## Extract to read
>>>>

# Incarnate - Blu-ray Review



## Mike Edwards (Mar 10, 2011)

[img]http://www.hometheatershack.com/gallery/file.php?n=92826[/img] 
*Title: Incarnate* 

*Movie:* :2.5stars:
*Video:* :4stars:
*Audio:* :4stars:
*Extras:* :1star: 

*HTS Overall Score:*68



[img]http://www.hometheatershack.com/gallery/file.php?n=92834[/img]*Summary*
Blumhouse productions’ claim to fame is the all famous “Paranormal Activity” films. You know, the ones where a shaky handy cam is set up all around a house bathed in darkness and people get scared at bumps in the night? The movie that spawned half a dozen sequels (almost) that are just as inane and non-scary as the original? Well, the studio decided after that to continue with cheap, low budget horror films and have churned out quite a number of titles since their success with “Paranormal Activity” in back in 2009. There’s been some hits, like the “Insidious” trilogy, or “The Gift”, and the “Purge” moneymakers, but many of their titles head directly to DVD where they are mostly ignored for the drek they are. Sometimes they get a wide budget release, and sometimes they don’t, but for they all have one thing in common. A shoestring budget and a recycled plot line. “Incarnate” is the latest in this long list, and one of the rare ones that actually got a theatrical release (for who knows what reason) despite being one of the middling entries into the horror studio’s lineup. 

“Incarnate” is a clone of one of the most successful demonic possession movies ever, “The Exorcist”. That’s not an immediate point against the flick, as there are literally hundreds of clones considering how wildly popular and highly regarded “The Exorcist” is. However, it’s the execution and derivativeness of the film that pulls it down a bit. Dr. Seth Ember (Aaron Eckhart) was once a normal family man, that is until a demon named “Maggie” killed his wife and child due to his ability to invade the mind of a possessed person that the good Dr. has been hiding. Now Dr. Ember is confined to a wheelchair and uses his powers to hunt down and exorcise demons from the possessed. However, he has a slightly ulterior motive as well. Not only is he making ends meet by performing exorcisms, but he is slowly tracking down and trying to find Maggie in an effort to avenge his wife and son’s death. 

Slumming it with a pair of hipster assistants, Dr. Ember gets his big break when the Vatican sends one of their demon hunters to him in order to enlist his aid in expelling a demon from an 11-year-old child named Cameron (David Mazouz). Originally not interested, Dr. Ember’s opinion changes when the demon hunter informs him that they believe the arch demon that he nicknamed “Maggie” is the one possessing the child. With a vial of ancient demon blood “serum” that he and another hunter have concocted, Dr. Embers embarks upon what may be his last hunt yet. The problem is, even though he knows what to do, and what he MUST do, Maggie is an arch-demon. One of the most powerful in existence, and he’ll need more than a little help to expel her and get rid of the spirit once and for all.

<<<<

## Records provided

>>>>

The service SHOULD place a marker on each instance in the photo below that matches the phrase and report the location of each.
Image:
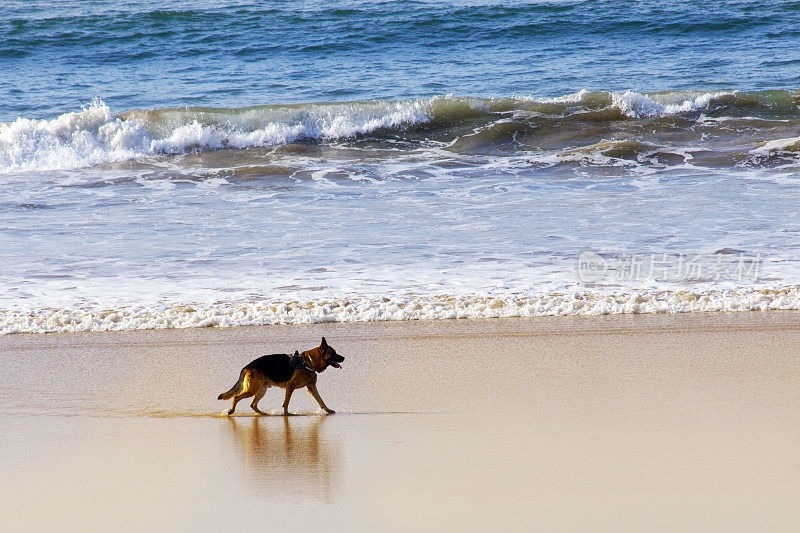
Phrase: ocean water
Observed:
(182, 164)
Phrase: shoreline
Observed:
(409, 308)
(612, 422)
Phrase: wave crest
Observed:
(398, 308)
(93, 135)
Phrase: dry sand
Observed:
(656, 423)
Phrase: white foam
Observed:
(638, 105)
(395, 308)
(93, 135)
(778, 145)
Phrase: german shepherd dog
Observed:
(288, 372)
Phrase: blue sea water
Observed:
(56, 56)
(220, 163)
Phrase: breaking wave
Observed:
(94, 135)
(396, 308)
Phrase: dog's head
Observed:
(324, 356)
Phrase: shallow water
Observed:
(456, 161)
(562, 423)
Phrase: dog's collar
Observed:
(304, 361)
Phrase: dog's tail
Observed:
(244, 377)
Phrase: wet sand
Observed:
(658, 423)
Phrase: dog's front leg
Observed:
(289, 391)
(312, 389)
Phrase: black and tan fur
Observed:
(281, 370)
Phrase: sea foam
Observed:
(393, 308)
(94, 135)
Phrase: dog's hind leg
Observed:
(312, 389)
(260, 394)
(244, 392)
(289, 391)
(237, 398)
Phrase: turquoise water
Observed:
(194, 163)
(141, 54)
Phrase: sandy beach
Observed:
(659, 422)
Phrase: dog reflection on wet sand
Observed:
(289, 372)
(284, 456)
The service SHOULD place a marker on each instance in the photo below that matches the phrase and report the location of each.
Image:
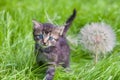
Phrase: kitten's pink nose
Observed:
(44, 43)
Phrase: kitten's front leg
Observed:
(50, 73)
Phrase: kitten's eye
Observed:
(40, 36)
(50, 38)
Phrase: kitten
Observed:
(51, 46)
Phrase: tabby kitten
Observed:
(51, 46)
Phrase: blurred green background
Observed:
(17, 45)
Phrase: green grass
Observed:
(17, 45)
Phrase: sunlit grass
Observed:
(17, 60)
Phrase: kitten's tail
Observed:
(50, 73)
(69, 21)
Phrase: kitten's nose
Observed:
(44, 43)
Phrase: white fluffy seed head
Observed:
(97, 37)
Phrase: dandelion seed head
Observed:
(97, 37)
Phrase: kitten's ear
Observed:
(37, 25)
(61, 29)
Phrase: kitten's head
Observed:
(46, 34)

<<<<

## Your tasks
1. Count the lines in the listing above that contain the string "nose", treating uppercase and lowercase as different. Reply with the number only.
2. Continue the Blu-ray review of the horror film "Incarnate" from its last sentence.

## Task results
1. 2

2.
[img]http://www.hometheatershack.com/gallery/file.php?n=92842[/img]For being such a low budget horror film from the wonders of Blumhouse Productions, “Incarnate” isn’t really that bad. It’s a fairly derivative film that borrows from “The Exorcist”, “Amityville Horror” and “The Omen”, but it’s a fairly unassuming flick that works with the most basic of plots. Keeping the movie in one room for a majority of the time is great way to maximize the budget without sacrificing actors or effects, but “Incarnate” doesn’t exactly stretch the imagination with the horrors inside Cameron’s mind. There’s a few sequences of ooey gooey horror, but most of the time this is strictly a PG-13 affair with limited budget constraints. 

I can’t give writer Ronnie Christensen too much fault with the mediocre results of the movie as the script isn’t half bad. It’s a bit expository without saying much at all, but still a fairly competent script. Much of the fault lies on Brad Peyton’s directing (you know, the guy who brought us the masterpiece “San Andreas”), as he clumsily handles much of the drama and leaves us feeling a bit cheated with the ending. Even the big face off with “Maggie” is kind of lackluster as the special effects budget seems to have been shot by the time the final encounter occurs. We barely get a glimpse of her arms and legs before we’re back to the real world for a cheap faceoff that really feels a bit like a letdown.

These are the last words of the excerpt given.